Your objective:
Copy out all the lines of the data precisely, omitting any pictures.

Segment Start: Available data

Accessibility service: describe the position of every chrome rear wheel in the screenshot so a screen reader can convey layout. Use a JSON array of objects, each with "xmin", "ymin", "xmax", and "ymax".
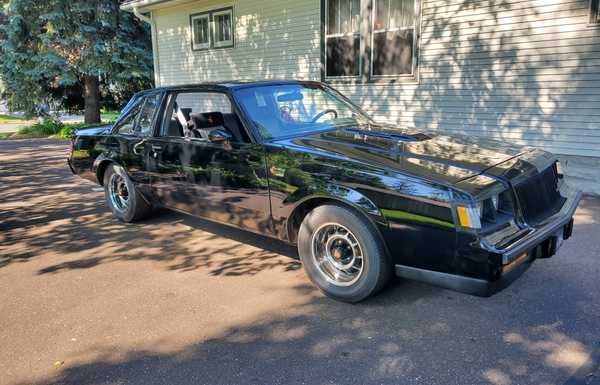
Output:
[{"xmin": 108, "ymin": 172, "xmax": 129, "ymax": 213}]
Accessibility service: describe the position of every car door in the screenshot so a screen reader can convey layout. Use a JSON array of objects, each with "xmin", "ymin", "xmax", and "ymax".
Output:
[
  {"xmin": 109, "ymin": 92, "xmax": 164, "ymax": 198},
  {"xmin": 148, "ymin": 90, "xmax": 273, "ymax": 235}
]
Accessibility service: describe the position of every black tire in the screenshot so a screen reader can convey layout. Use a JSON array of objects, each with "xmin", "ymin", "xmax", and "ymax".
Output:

Segment End: Available data

Task output:
Accessibility service: describe the position of every chrome rear wheel in the screenshot so a screen reader can convey layout. Use a JSON array of objects, each with "xmin", "ymin", "xmax", and "ymax".
Output:
[{"xmin": 108, "ymin": 172, "xmax": 129, "ymax": 213}]
Accessibility service: describe the position of every car door in the screenshot so a screen reader can convey layout. Use a JSON array of objects, each with "xmin", "ymin", "xmax", and "ymax".
Output:
[
  {"xmin": 109, "ymin": 92, "xmax": 164, "ymax": 198},
  {"xmin": 148, "ymin": 90, "xmax": 273, "ymax": 235}
]
Accessibility service: describe the position of every black tire in the screenshot so a screen reader can convey layout. Use a JSON array of objects, each with "xmin", "ymin", "xmax", and "ymax".
Output:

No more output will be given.